## TÂCHE DEMANDÉE 1
Reproduisez fidèlement toutes les lignes des enregistrements, en omettant les images de votre réponse.

## EXTRAIT DU DOCUMENT
Anarchy Alive !
L’anarchie est vivante, mais sait-elle à quel point elle l’est ? C’est peut-être le résumé le plus bref possible du livre de Uri Gordon. Et décrire à quel point elle l’est, rend difficile la tâche de résumer ce livre .
Vivien Garcia, traducteur de l’ouvrage et auteur de la préface, le situe à juste titre dans la tradition d’ouvrages universitaires anglophone « qui s’intéressent aux gestes et pensées anarchistes » :
« En Europe francophone, la traduction de cet ouvrage offre peut-être la première introduction générale à des préoccupations et courants qui structurent une bonne part des réflexions libertaires en Amérique du Nord et, par communauté linguistique, dans le monde anglophone »
Si ce livre est né d’une thèse universitaire – Anarchism and Political Theory:Contemporary Problems – et si Gordon est un universitaire, ce livre est avant tout celui d’un militant engagé et se lit comme tel.
La thèse du livre, au premier sens du terme comme il été dit plus haut, est la ré-émergence de l’anarchisme comme mouvement social, sous une forme contemporaine, en discontinuité marquée avec le mouvement ouvrier et paysan historique. L’anarchisme contemporain serait le point d’intersection des mouvement radicaux d’actions directs des années 60 – le féminisme, l’écologie, la résistance à l’énergie et aux armes nucléaires , à la guerre et à la mondialisation néo-libérale.
L’apparition d’une « nouvelle école » à côté d’une « ancienne école » en quelque sorte. Cette thèse est soutenue par Graeber (1) également, mais l’approche et les conclusions diffèrent quelque peu. Là où Graeber fait une distinction au sein du mouvement anarchiste, entre « groupes Anarchistes avec un A majuscule » qualifiés de « dogmatiques » (implicitement, avance Gordon, des organisations comme l’Internationale des Fédérations Anarchistes (IFA) ou la International Workers Association) et une tendance majoritaire d’anarchistes avec un a-miniscule ; Gordon réfute cette ligne de partage, mettant en doute que beaucoup de militantEs des A-majuscules conçoivent leur anarchisme de manière dogmatique, comme une ligne dictée « par le parti »

## TÂCHE DEMANDÉE 2
Transcrivez à l'identique le passage du texte sur l'anarchisme contemporain, tout ce qui va de « La thèse du » jusqu'à « la mondialisation néo-libérale. ».

## DONNÉES DE L'EXERCICE
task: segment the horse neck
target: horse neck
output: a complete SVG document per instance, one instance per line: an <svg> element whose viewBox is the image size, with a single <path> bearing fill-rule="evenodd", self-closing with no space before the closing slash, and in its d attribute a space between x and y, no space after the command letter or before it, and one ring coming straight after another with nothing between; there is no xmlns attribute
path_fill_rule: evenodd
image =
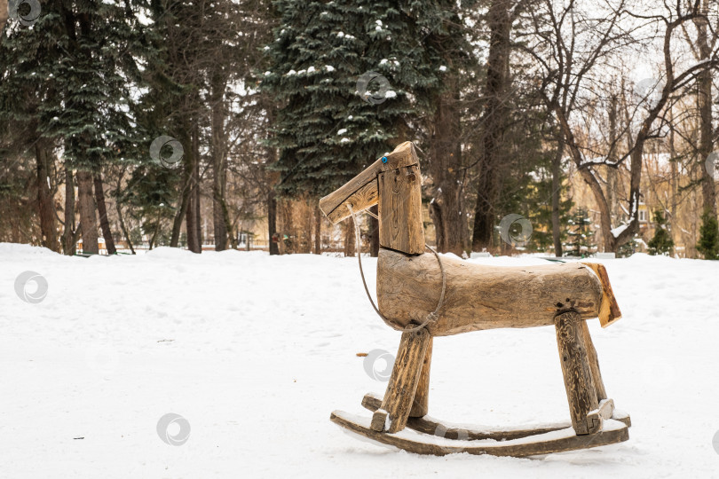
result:
<svg viewBox="0 0 719 479"><path fill-rule="evenodd" d="M424 228L419 164L382 172L377 182L380 246L421 255L424 252Z"/></svg>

## RÉPONSE FINALE 1
task: segment the horse neck
target: horse neck
output: a complete SVG document per instance, one instance per line: an <svg> element whose viewBox is the image size, with a single <path> bearing fill-rule="evenodd", self-closing with no space before the closing slash, and in its d attribute a space between x and y, no space after the command letter or before it, and one ring coming straight after another with nothing between; there is no xmlns attribute
path_fill_rule: evenodd
image =
result:
<svg viewBox="0 0 719 479"><path fill-rule="evenodd" d="M424 228L419 164L382 172L377 182L380 246L421 255L424 252Z"/></svg>

## RÉPONSE FINALE 2
La thèse du livre, au premier sens du terme comme il été dit plus haut, est la ré-émergence de l’anarchisme comme mouvement social, sous une forme contemporaine, en discontinuité marquée avec le mouvement ouvrier et paysan historique. L’anarchisme contemporain serait le point d’intersection des mouvement radicaux d’actions directs des années 60 – le féminisme, l’écologie, la résistance à l’énergie et aux armes nucléaires , à la guerre et à la mondialisation néo-libérale.